------ SOURCE TEXT

I was deeply saddened to learn of the passing of my favorite ambient composer, Harold Budd this month, who we lost to complications due to COVID-19. I've always been able to count on his ethereal soundscapes to soothe my nerves and vanquish my anxieties, so the finality of his death was a blow to my musical world.
Budd released an impressive catalog of albums over his 49-year career in music. I maintain a digital archive of 46 of his major album releases including his latest collaboration with his longtime friend, Robin Guthrie titled
Another Flower, issued just days before his passing.
I feel so fortunate to have collected all of Budd's albums from the 70s and 80s comprising his first eight major releases issued on vinyl before his label switched to the then-popular compact disc format, as well as the three albums he recorded with John Foxx combined into a single deluxe vinyl box set with a signed art print by Foxx.

------------
------ EXTRACTED INFORMATION

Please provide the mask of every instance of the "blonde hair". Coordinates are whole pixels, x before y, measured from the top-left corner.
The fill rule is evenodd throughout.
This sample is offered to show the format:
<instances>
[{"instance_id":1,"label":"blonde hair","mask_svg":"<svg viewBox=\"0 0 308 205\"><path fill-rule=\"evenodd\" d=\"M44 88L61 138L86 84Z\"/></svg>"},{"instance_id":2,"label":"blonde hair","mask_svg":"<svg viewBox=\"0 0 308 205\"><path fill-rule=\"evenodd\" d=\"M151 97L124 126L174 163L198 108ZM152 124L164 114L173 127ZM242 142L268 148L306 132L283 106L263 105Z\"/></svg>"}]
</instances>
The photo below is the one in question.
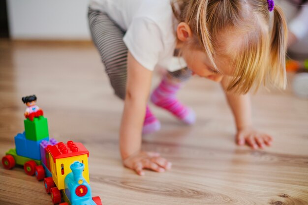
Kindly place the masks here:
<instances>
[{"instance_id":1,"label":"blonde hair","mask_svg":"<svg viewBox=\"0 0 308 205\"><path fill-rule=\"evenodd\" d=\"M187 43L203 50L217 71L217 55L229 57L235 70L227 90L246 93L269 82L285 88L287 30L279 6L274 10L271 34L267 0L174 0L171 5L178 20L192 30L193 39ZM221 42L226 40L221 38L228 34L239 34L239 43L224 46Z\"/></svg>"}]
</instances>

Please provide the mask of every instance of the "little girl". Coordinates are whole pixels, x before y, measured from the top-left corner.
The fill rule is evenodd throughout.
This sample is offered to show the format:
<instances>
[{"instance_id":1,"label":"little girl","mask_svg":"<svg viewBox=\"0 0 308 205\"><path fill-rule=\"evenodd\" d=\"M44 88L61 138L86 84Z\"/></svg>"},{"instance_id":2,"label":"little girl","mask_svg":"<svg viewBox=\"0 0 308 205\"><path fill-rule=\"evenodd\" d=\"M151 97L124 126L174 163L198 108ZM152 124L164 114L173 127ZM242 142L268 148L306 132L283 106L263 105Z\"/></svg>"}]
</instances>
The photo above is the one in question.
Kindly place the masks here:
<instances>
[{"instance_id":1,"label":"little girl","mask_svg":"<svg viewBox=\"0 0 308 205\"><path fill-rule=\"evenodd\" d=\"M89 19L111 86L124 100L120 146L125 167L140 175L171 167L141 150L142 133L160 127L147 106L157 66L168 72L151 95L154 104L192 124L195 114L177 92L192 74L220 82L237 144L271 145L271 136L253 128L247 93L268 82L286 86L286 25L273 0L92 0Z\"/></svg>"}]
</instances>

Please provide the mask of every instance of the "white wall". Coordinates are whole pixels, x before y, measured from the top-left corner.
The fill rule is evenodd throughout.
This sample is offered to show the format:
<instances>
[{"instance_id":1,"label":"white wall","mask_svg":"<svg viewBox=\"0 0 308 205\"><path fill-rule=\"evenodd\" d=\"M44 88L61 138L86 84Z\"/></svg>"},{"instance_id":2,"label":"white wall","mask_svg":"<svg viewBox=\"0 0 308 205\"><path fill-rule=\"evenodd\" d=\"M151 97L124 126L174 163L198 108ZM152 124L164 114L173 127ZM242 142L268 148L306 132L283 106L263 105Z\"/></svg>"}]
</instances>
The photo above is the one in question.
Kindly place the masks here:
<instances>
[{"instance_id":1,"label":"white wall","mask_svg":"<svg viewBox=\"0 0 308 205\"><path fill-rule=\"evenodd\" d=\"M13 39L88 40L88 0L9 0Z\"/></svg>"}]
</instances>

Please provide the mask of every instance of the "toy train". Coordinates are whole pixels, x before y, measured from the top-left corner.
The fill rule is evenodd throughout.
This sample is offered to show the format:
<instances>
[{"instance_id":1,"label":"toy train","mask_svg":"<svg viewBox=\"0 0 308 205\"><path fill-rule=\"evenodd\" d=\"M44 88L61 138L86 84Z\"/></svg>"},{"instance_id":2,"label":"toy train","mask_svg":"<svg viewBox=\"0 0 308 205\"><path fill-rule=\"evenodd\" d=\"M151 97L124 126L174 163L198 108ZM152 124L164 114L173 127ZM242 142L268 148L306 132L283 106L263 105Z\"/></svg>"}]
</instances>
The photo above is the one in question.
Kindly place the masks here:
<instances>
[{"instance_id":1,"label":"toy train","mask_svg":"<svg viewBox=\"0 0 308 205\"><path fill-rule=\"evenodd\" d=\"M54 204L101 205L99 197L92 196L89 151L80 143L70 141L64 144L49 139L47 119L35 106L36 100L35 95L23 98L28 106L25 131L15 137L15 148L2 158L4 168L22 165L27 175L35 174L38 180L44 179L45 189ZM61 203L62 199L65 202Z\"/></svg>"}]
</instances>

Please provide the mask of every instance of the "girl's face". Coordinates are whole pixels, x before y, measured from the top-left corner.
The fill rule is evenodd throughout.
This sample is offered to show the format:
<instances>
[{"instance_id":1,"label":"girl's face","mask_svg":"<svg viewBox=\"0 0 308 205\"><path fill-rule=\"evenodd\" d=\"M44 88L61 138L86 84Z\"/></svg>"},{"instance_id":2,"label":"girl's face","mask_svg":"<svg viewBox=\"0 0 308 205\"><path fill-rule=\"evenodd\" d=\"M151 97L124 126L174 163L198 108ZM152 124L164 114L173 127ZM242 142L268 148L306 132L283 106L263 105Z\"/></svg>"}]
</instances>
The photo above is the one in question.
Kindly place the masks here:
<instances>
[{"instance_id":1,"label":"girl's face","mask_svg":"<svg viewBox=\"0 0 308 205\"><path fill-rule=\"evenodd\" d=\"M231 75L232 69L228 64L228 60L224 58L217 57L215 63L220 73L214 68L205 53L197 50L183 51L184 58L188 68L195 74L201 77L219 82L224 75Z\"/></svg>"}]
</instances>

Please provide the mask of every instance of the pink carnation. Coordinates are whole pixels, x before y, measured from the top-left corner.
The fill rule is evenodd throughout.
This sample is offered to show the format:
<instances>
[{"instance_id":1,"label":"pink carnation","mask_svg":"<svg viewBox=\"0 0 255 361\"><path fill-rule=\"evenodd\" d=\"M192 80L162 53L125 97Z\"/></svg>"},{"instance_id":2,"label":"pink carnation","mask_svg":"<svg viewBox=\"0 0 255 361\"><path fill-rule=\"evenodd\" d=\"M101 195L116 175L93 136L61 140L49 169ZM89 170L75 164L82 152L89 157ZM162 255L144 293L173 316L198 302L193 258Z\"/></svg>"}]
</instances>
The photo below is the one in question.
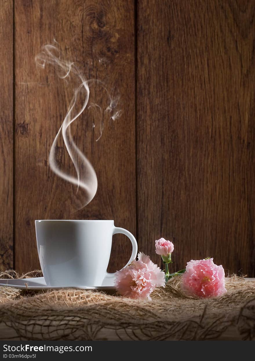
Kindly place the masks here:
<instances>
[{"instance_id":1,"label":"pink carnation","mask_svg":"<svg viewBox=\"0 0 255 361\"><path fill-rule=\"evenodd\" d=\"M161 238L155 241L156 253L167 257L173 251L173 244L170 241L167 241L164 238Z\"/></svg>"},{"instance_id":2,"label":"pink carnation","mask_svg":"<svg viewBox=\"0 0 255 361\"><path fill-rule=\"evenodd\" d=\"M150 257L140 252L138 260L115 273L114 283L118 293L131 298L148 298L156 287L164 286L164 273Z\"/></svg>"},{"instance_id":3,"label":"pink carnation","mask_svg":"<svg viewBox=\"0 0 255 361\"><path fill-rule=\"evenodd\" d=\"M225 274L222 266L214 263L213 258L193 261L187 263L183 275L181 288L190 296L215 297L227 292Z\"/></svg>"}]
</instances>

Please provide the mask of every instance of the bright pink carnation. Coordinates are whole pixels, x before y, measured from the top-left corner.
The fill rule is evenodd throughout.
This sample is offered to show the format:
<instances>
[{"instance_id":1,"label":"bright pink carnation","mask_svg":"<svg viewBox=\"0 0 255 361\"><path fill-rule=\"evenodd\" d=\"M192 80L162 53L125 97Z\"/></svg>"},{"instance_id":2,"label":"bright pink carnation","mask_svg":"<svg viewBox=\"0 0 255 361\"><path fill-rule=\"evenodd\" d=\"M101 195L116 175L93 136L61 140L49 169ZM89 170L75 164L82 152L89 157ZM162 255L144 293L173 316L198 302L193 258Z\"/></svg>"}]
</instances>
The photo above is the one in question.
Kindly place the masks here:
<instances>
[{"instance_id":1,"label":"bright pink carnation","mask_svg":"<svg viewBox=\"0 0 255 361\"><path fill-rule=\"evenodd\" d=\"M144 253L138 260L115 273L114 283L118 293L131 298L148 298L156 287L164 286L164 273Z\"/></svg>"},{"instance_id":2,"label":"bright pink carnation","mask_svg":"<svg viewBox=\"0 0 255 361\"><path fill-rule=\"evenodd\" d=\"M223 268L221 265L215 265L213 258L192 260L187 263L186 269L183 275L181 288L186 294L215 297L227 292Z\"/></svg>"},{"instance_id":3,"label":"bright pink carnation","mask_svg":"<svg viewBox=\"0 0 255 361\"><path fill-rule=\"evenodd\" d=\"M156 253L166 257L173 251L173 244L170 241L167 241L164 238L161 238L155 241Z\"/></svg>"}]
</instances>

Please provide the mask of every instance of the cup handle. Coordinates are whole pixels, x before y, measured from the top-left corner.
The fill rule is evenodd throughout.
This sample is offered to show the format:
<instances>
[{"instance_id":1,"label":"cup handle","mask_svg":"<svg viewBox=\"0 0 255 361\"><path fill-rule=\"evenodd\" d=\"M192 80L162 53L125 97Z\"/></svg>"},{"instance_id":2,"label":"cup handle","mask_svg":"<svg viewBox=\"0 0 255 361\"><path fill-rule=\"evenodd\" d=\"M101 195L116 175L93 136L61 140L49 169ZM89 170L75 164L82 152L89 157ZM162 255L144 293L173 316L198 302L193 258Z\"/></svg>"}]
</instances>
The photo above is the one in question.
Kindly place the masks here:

------------

WORK TASK 1: Write out the Harold Budd passage between "I was deeply" and "my musical world.", inclusive.
WORK TASK 2: Summarize the Harold Budd passage in two sentences.
WORK TASK 3: According to the Harold Budd passage, how many years did Budd's career in music last?

RESPONSE BOX 1:
I was deeply saddened to learn of the passing of my favorite ambient composer, Harold Budd this month, who we lost to complications due to COVID-19. I've always been able to count on his ethereal soundscapes to soothe my nerves and vanquish my anxieties, so the finality of his death was a blow to my musical world.

RESPONSE BOX 2: The writer was saddened by the death this month of ambient composer Harold Budd from complications of COVID-19, having long relied on his music to soothe anxiety. The writer keeps a digital archive of 46 of Budd's major albums, including his last collaboration with Robin Guthrie, and owns all of Budd's albums from the 70s and 80s on vinyl, along with a box set of the three albums he recorded with John Foxx.

RESPONSE BOX 3: 49 years.